- _文档_
* * * * * * * * *
1937年8月13日,卢沟桥事变一个月后,中国军队在蒋介石的直接指令下,在上海主动发动了反击日寇的淞沪战役。

此一役改变了日军侵华的进攻方向,由原来的从北往南,改成自东往西,使得当时的国民政府有空间西撤,客观上使中国的工业、文化、抵抗力量得以保留。

淞沪会战是中日双方的第一场大型会战,也是抗日战争中规模最大、战斗最惨烈的战役。整个会战历时3个月,其中,中国军队对从吴淞口、小川沙登陆上海的日军的反登陆战就有约20天。

淞沪会战后,何应钦的报告宣布,淞沪战场我军阵亡军长1人,师长、副师长4人。由于中方海军司令官的“沉船战术”泄密,中央海军全军覆灭。

李宗仁在回忆录里写道:“淞沪之战,简直是以我们的血肉之躯来填入敌人的火海。每小时的死伤辄以千计,牺牲的壮烈,在中华民族抵御外侮的历史上,鲜有前例。”

此战让世界开始对中国的抗战刮目相看。

上海师范大学教授苏智良认为,此战的意义在于粉碎了日本“三个月灭亡中国”计划,使日军速战速决的战略破产。

淞沪会战中,日军因遭到中国军队顽强抵抗而损失惨重,为后来日军复仇制造南京大屠杀埋下了伏笔。

特约顾问:苏智良(上海师范大学教授、博导、专门史博士点带头人)

上海师范大学人文学院历史系 岳钦韬 提供资料

吴淞口江畔,江水浑浊,波涛汹涌。

1937年8月12日,王敬久和陈颐鼎站在江边的炮台湾,举目向吴淞口外望去。江面上,有十余艘日本战舰游弋。

王敬久时任87师师长,陈颐鼎是其下属521团团长。陈有感而言,如炮台还在,不论火力如何,日舰绝不敢在要塞前如此放肆。据1932年中日《淞沪停战协定》,炮台湾的大炮被拆除,仅残留炮座痕迹。

日本侵略军开进上海市区

王敬久亦感慨:“国家受人凌辱到如此地步,我们军人要承担主要责任。这次民族大决战,正是我辈军人报仇雪耻的时刻,为国家牺牲要从我们身上做起。”
* * * * * * * * *
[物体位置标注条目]
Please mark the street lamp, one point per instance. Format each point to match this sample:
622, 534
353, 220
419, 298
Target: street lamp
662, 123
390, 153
* * * * * * * * *
- _练习题目_
1. 根据文档,整个淞沪会战历时多久?
2. 请判断以下说法是否与文档相符,逐条回答“是”或“否”,并引用文档中起决定作用的原话:(a) 淞沪战役是在蒋介石的直接指令下发动的;(b) 中国军队的反登陆战持续了约30天;(c) 1937年8月12日,江面上有十余艘日本战舰游弋。
3. 请从文档中照录一段原文,以“此一役改变了日军侵华的进攻方”开头,到“仇制造南京大屠杀埋下了伏笔。”为止。
作答时用不到这些记录。

- _各题答案_
1. 3个月。

2.
(a) 是。“中国军队在蒋介石的直接指令下,在上海主动发动了反击日寇的淞沪战役”
(b) 否。“中国军队对从吴淞口、小川沙登陆上海的日军的反登陆战就有约20天”
(c) 是。“江面上,有十余艘日本战舰游弋。”

3.
此一役改变了日军侵华的进攻方向,由原来的从北往南,改成自东往西,使得当时的国民政府有空间西撤,客观上使中国的工业、文化、抵抗力量得以保留。

淞沪会战是中日双方的第一场大型会战,也是抗日战争中规模最大、战斗最惨烈的战役。整个会战历时3个月,其中,中国军队对从吴淞口、小川沙登陆上海的日军的反登陆战就有约20天。

淞沪会战后,何应钦的报告宣布,淞沪战场我军阵亡军长1人,师长、副师长4人。由于中方海军司令官的“沉船战术”泄密,中央海军全军覆灭。

李宗仁在回忆录里写道:“淞沪之战,简直是以我们的血肉之躯来填入敌人的火海。每小时的死伤辄以千计,牺牲的壮烈,在中华民族抵御外侮的历史上,鲜有前例。”

此战让世界开始对中国的抗战刮目相看。

上海师范大学教授苏智良认为,此战的意义在于粉碎了日本“三个月灭亡中国”计划,使日军速战速决的战略破产。

淞沪会战中,日军因遭到中国军队顽强抵抗而损失惨重,为后来日军复仇制造南京大屠杀埋下了伏笔。